TASK BRIEF ▸
Each line of the data must be reproduced as it appears.

SUPPLIED MATERIAL ▸
--

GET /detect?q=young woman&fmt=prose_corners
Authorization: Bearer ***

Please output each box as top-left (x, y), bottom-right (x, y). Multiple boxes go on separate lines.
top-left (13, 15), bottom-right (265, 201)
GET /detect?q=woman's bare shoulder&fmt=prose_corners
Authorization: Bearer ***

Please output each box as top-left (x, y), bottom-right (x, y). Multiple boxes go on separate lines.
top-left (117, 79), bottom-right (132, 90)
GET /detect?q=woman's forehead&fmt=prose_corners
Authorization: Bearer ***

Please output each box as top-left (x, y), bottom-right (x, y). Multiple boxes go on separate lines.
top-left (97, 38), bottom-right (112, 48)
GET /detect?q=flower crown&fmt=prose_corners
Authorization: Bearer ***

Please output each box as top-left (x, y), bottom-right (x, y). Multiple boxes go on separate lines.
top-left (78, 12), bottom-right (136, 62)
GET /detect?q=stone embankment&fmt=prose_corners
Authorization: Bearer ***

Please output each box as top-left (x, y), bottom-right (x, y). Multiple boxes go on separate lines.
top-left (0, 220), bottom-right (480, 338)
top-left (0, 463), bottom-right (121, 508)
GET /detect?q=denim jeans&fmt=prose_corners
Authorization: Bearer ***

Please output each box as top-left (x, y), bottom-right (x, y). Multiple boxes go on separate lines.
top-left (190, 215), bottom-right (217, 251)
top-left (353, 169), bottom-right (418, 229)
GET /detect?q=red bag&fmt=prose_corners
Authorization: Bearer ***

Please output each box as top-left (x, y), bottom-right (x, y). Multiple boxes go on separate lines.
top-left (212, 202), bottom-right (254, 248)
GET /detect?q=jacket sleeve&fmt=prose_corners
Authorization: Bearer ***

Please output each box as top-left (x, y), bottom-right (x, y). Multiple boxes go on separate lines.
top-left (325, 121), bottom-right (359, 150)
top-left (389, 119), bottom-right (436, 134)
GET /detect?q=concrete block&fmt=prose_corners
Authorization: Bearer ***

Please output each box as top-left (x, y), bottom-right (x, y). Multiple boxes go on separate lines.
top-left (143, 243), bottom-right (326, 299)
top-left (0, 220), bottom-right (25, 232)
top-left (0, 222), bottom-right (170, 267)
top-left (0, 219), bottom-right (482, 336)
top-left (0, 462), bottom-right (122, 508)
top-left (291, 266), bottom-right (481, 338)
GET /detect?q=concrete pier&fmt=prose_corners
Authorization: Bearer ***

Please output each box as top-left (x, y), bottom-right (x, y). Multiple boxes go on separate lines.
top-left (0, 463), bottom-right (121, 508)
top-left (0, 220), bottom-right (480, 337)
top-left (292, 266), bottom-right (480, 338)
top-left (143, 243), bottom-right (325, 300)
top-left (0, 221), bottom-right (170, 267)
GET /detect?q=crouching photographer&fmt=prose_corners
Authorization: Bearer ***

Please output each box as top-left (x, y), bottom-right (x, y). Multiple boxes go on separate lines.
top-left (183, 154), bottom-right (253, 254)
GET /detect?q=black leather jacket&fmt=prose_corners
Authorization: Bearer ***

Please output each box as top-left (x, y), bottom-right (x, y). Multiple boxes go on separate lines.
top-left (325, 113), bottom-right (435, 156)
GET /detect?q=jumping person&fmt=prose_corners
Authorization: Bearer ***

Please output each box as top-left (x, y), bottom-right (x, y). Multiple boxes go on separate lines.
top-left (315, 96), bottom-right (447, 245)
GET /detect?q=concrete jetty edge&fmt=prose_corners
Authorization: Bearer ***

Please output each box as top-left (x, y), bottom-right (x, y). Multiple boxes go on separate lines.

--

RESPONSE TO THE EXERCISE ▸
GET /detect?q=young woman&fmt=prose_corners
Authorization: Bearer ***

Please output each box as top-left (x, y), bottom-right (x, y). Multiple boxes go on separate lines.
top-left (13, 15), bottom-right (265, 201)
GET /detect?q=woman's bare shoulder&fmt=prose_corners
Authorization: Bearer ***

Please output each box as top-left (x, y), bottom-right (x, y). Multiple boxes go on separate lines.
top-left (117, 79), bottom-right (132, 90)
GET /detect?q=woman's forehead&fmt=prose_corners
Authorization: Bearer ***

Please output each box as top-left (x, y), bottom-right (x, y). Multiple boxes go on separate lines.
top-left (97, 38), bottom-right (112, 48)
GET /detect?q=flower crown&fmt=prose_corners
Authorization: Bearer ***

Please output each box as top-left (x, y), bottom-right (x, y). Multiple boxes go on separate lines.
top-left (78, 12), bottom-right (136, 62)
GET /detect?q=stone embankment&fmt=prose_corners
Authorization: Bearer ***

Please output each box as top-left (x, y), bottom-right (x, y). Multiple boxes go on separate lines.
top-left (0, 220), bottom-right (480, 338)
top-left (0, 463), bottom-right (121, 508)
GET /detect?q=denim jeans&fmt=prose_corners
Authorization: Bearer ***

Please output each box as top-left (x, y), bottom-right (x, y). Multiple boxes go on separate lines.
top-left (190, 215), bottom-right (217, 251)
top-left (353, 169), bottom-right (418, 229)
GET /detect?q=red bag&fmt=prose_corners
Authorization: Bearer ***

Please output each box as top-left (x, y), bottom-right (x, y). Multiple boxes go on separate lines.
top-left (212, 202), bottom-right (254, 248)
GET /detect?q=jacket sleeve&fmt=prose_corners
Authorization: Bearer ***

Please output each box as top-left (x, y), bottom-right (x, y). Multiple boxes go on separate lines.
top-left (325, 121), bottom-right (359, 150)
top-left (389, 119), bottom-right (436, 134)
GET /detect?q=concrete block&fmt=prose_corners
Authorization: Bearer ***

Please output each box as top-left (x, y), bottom-right (x, y). Multiple boxes go on separate lines.
top-left (143, 243), bottom-right (326, 299)
top-left (0, 220), bottom-right (25, 232)
top-left (0, 222), bottom-right (170, 267)
top-left (0, 219), bottom-right (482, 336)
top-left (0, 462), bottom-right (122, 508)
top-left (291, 266), bottom-right (481, 338)
GET /detect?q=concrete pier&fmt=prose_corners
Authorization: Bearer ***

Please output each box as top-left (x, y), bottom-right (x, y). Multiple boxes go on separate lines.
top-left (0, 463), bottom-right (121, 508)
top-left (0, 220), bottom-right (480, 337)
top-left (292, 266), bottom-right (480, 338)
top-left (143, 243), bottom-right (325, 300)
top-left (0, 221), bottom-right (170, 267)
GET /detect?q=crouching photographer&fmt=prose_corners
Authorization: Bearer ***

Please output each box as top-left (x, y), bottom-right (x, y). Multiple boxes go on separate lines.
top-left (183, 154), bottom-right (253, 254)
GET /detect?q=black leather jacket&fmt=prose_corners
Authorization: Bearer ***

Please output each box as top-left (x, y), bottom-right (x, y). Multiple boxes go on separate lines.
top-left (325, 113), bottom-right (435, 156)
GET /detect?q=jumping person&fmt=prose_corners
Authorization: Bearer ***

Please output each box as top-left (x, y), bottom-right (x, y). Multiple boxes go on separate lines.
top-left (315, 96), bottom-right (447, 245)
GET /detect?q=concrete jetty edge&fmt=prose_corners
Authorization: Bearer ***

Please output each box as top-left (x, y), bottom-right (x, y). Multiple boxes go on separate lines.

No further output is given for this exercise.